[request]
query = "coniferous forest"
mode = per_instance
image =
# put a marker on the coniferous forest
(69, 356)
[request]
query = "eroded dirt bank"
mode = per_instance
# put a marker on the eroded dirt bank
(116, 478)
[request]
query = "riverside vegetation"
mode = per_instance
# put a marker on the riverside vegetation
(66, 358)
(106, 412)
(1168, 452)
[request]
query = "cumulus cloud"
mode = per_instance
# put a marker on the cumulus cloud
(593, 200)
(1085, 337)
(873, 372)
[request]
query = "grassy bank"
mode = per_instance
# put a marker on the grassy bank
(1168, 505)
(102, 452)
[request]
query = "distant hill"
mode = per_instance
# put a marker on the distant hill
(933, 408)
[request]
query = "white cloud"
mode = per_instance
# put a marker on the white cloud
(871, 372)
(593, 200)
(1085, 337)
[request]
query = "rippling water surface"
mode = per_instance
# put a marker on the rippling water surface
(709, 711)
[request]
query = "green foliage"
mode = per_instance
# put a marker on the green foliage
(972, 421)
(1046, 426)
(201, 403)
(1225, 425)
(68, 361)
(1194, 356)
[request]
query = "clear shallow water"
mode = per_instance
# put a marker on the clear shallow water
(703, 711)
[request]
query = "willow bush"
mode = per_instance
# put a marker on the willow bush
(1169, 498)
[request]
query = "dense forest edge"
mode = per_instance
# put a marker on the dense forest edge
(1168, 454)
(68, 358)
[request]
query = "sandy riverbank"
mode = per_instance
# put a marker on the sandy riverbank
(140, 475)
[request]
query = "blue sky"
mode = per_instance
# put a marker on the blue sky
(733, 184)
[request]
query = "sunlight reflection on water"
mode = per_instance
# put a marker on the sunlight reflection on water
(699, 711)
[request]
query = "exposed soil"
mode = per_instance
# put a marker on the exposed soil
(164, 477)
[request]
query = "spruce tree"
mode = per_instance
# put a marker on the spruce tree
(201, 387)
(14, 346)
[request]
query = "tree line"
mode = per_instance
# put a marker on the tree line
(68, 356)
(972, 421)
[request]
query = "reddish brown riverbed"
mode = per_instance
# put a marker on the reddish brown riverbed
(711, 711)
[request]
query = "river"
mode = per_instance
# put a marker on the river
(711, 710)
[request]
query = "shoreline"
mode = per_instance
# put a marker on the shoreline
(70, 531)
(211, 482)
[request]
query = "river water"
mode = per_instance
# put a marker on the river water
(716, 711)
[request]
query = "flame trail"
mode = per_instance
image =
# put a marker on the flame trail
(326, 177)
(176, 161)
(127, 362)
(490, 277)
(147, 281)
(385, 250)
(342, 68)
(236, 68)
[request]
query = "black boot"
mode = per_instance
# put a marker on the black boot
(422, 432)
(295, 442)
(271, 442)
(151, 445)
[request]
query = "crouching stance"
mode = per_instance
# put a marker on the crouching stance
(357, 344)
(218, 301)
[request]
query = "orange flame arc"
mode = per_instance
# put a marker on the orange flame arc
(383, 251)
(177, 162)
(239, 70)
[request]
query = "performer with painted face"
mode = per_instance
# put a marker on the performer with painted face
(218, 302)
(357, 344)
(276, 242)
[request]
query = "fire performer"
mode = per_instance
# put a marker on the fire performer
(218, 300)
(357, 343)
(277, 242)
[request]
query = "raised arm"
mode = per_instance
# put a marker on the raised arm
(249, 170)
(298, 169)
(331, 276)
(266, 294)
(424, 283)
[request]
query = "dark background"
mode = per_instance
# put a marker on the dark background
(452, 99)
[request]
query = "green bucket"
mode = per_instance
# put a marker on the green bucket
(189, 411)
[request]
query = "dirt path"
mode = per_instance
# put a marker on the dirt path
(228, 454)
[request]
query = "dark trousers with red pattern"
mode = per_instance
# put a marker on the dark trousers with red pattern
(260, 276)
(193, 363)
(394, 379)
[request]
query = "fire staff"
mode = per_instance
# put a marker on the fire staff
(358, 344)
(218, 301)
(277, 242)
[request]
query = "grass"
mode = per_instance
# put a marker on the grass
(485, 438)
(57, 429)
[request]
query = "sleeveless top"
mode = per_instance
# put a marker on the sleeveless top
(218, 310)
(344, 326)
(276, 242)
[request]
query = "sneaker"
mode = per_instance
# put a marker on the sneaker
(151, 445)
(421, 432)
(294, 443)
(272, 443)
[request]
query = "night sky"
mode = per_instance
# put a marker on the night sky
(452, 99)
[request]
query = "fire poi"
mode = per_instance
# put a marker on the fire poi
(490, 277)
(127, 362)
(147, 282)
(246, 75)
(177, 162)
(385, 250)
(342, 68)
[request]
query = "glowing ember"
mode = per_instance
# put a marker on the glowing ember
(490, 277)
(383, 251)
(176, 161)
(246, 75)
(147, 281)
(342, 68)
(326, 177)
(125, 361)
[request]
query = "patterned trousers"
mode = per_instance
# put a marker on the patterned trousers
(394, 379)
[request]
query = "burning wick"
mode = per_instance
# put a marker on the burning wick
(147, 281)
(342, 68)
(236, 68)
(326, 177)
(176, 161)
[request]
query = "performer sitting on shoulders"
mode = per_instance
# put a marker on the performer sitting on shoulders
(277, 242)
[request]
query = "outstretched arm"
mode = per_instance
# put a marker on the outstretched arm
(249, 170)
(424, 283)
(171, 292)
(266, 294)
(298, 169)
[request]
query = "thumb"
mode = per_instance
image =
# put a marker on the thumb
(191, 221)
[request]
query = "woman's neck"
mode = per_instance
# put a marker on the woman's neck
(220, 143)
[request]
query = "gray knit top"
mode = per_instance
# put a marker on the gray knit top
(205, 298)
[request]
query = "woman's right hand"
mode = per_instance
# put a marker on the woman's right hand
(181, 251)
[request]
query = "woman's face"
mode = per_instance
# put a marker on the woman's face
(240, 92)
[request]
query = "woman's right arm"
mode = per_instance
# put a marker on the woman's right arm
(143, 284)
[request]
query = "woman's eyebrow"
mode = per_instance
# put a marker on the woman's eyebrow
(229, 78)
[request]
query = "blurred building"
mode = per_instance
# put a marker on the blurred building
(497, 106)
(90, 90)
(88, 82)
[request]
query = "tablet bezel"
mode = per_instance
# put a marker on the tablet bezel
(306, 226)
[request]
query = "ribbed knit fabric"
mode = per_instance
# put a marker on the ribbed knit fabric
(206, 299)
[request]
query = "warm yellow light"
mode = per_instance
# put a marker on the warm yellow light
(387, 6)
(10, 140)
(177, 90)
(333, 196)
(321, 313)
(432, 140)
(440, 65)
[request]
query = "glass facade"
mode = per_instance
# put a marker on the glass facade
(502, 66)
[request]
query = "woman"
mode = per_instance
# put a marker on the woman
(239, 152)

● **WHAT IS EXPECTED**: Duplicate the items above exactly, from the first line through the line containing "(1168, 452)", with both ends included.

● **SOLVED PROBLEM**:
[request]
query = "coniferous forest"
mode = per_instance
image =
# put a marker on the coniferous forest
(69, 356)
[request]
query = "eroded dirt bank"
mode = per_instance
# put a marker on the eroded dirt bank
(116, 478)
[request]
query = "riverside vegetation"
mode = per_instance
# put a marker on the riverside vegetation
(66, 358)
(106, 412)
(1168, 452)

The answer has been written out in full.